> **Task to complete**: From the listing, collect all lines containing the word "hair".

> **Material shown**:
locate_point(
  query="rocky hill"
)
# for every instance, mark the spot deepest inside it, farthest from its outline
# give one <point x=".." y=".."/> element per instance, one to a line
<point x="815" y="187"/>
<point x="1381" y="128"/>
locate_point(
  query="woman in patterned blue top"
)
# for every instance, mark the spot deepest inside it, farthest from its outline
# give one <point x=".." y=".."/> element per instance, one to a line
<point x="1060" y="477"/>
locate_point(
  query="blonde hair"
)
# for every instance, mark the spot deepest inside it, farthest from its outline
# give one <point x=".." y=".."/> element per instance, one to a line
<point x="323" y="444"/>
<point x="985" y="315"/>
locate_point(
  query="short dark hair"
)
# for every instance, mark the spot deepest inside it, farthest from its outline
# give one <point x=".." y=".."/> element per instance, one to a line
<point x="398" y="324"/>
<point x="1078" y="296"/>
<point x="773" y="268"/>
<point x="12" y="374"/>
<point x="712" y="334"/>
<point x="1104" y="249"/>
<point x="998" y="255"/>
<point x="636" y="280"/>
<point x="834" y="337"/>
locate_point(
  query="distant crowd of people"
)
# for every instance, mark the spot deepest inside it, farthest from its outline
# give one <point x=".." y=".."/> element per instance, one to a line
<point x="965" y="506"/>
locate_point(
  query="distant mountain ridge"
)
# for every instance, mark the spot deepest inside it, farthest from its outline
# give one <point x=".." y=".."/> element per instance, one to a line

> **Result for this task**:
  query="blonde hair"
  query="short dark hair"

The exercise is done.